» **Extracted text**

Authors: Prakash KL; Chenguang Zhu, Shyam Sundar Chandrasekaran; Jon Dyer
Ensuring ML code efficiency is a multi-million-dollar problem at Meta's scale. Common PyTorch (https://pytorch.org) anti-patterns such as unpinned DataLoader memory, redundant host-to-device transfers, and suboptimal optimizer configurations silently degrade training performance across thousands of jobs. Triton GPU kernel code exhibits analogous pathologies at the kernel layer, including flattened loops that forgo proper tiling. A single one-line misconfiguration can cost thousands of dollars per trainer; replicated fleet-wide — and across the broader AI industry, where hyperscalers collectively spend tens of billions of dollars annually on GPU compute and draw megawatts of grid power — the waste compounds into massive losses of capital and energy. As AI coding agents now author a growing share of production ML code, these inefficiencies are being reproduced at machine speed and at unprecedented volume, making detection at the code-authoring phase the only scalable defense.

» **Data**
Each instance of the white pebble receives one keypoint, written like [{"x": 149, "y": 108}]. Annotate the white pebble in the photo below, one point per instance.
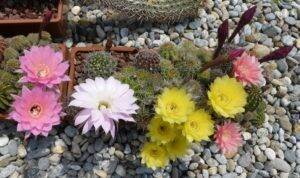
[{"x": 271, "y": 155}]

» **Task details**
Name every PyTorch anti-pattern that the ML code efficiency text identifies. Rely only on the ML code efficiency text, not the material.

» **Answer to the problem**
- unpinned DataLoader memory
- redundant host-to-device transfers
- suboptimal optimizer configurations